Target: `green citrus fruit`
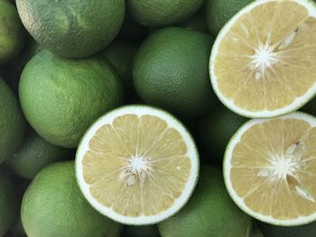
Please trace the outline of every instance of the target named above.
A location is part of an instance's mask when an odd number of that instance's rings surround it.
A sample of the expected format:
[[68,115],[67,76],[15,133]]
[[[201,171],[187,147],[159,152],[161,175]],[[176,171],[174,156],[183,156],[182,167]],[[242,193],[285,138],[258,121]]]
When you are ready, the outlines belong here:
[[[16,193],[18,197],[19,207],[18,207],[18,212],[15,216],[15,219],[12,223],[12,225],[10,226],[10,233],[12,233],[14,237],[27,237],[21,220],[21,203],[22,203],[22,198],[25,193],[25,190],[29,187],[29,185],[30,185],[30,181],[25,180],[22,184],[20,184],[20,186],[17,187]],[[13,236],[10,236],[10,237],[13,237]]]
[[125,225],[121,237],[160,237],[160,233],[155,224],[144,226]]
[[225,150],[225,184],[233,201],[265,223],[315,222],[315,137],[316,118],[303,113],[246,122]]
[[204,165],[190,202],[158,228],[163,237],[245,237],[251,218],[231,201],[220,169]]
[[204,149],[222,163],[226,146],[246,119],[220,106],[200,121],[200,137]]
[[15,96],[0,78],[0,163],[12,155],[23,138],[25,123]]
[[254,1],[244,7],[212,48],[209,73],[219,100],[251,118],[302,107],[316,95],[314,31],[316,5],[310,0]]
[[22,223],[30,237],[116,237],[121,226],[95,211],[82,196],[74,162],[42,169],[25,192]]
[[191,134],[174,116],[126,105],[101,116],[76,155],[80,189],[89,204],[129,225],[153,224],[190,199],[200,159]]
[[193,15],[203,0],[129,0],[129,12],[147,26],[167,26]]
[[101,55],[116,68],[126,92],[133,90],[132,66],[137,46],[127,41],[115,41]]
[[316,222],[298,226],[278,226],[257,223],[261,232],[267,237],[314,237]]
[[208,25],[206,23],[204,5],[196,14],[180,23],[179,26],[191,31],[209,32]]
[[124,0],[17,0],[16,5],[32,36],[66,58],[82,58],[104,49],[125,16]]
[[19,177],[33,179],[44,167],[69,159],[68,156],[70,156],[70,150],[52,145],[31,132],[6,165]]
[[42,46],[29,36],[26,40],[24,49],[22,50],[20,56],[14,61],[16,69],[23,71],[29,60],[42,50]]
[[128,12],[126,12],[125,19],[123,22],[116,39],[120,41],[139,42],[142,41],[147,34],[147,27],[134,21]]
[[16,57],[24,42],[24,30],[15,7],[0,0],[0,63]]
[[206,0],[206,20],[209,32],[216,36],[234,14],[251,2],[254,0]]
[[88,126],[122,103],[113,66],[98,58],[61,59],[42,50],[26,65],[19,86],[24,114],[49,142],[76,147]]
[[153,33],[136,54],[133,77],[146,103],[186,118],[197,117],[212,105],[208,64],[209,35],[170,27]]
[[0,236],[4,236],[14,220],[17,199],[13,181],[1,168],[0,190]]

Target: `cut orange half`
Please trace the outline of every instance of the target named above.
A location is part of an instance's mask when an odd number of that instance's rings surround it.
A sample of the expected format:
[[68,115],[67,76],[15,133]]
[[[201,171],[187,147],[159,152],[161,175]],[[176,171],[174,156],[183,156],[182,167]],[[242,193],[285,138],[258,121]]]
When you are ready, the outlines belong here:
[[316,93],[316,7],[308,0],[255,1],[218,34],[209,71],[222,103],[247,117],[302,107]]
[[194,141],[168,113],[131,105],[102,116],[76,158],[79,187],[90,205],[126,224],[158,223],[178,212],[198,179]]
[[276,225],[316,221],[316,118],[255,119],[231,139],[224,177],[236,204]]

____________________

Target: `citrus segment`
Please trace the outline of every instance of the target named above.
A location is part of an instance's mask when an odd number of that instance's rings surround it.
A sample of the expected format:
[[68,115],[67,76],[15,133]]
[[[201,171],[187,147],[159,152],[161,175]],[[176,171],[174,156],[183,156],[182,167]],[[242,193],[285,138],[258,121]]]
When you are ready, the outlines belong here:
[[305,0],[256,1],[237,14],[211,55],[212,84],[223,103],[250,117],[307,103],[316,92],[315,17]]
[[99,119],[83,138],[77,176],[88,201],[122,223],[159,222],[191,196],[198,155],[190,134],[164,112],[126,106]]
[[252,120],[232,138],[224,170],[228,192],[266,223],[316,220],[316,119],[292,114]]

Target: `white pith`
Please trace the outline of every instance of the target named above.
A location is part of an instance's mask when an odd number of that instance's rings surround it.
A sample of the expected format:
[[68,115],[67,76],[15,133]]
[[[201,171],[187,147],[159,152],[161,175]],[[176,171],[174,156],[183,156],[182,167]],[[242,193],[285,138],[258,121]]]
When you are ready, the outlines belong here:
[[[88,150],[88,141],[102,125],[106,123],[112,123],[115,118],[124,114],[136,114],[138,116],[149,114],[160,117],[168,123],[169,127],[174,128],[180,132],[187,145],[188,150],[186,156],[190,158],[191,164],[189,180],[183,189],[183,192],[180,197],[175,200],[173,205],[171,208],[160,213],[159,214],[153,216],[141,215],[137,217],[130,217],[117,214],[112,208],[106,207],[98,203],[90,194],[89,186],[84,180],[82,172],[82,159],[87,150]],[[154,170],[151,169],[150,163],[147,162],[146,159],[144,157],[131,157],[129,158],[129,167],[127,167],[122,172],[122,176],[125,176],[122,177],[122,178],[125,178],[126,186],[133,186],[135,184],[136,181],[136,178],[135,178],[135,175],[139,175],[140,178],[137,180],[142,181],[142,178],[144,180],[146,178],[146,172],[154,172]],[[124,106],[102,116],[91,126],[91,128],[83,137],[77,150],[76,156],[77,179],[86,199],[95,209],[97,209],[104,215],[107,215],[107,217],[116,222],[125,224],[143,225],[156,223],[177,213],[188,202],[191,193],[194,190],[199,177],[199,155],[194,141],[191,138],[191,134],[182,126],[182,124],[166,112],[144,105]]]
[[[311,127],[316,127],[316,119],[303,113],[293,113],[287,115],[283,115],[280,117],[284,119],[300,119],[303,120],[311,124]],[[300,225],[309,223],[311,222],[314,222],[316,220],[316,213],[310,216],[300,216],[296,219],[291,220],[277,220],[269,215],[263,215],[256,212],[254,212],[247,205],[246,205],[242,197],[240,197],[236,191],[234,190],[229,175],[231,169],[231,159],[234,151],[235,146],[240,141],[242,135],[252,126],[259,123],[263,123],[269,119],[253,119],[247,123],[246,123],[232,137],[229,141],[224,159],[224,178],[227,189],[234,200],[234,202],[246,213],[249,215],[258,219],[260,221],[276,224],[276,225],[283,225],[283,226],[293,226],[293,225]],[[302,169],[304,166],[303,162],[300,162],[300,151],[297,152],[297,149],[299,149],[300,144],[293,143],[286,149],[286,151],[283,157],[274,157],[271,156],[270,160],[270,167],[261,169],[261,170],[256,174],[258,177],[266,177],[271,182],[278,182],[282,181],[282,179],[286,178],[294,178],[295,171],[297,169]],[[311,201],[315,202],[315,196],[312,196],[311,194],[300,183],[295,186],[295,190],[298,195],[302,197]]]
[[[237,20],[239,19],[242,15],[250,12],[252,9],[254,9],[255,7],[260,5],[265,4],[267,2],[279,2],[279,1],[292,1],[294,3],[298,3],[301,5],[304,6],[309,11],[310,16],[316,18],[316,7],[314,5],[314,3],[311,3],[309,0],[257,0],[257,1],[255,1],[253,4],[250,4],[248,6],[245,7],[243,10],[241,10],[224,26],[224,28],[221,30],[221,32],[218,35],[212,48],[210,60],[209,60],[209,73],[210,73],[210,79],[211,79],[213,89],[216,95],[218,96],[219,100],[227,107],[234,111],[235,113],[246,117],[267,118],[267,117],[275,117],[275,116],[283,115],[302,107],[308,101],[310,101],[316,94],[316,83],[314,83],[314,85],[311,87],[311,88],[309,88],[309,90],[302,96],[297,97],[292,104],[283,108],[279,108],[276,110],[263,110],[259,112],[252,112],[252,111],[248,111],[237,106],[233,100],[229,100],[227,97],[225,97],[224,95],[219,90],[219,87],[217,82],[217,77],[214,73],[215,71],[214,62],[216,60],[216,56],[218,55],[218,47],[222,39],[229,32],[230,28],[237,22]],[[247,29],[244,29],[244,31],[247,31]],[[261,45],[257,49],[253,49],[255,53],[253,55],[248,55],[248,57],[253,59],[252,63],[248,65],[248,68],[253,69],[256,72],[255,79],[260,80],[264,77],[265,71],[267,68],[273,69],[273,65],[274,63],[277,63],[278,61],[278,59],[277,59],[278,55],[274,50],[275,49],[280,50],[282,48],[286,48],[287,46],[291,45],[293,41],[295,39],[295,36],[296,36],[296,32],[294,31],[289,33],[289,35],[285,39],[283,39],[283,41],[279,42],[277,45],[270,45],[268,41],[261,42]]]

____________________

# The problem
Return every line of the data above that contains the string "citrus".

# Right answer
Target: `green citrus fruit`
Target: `citrus segment`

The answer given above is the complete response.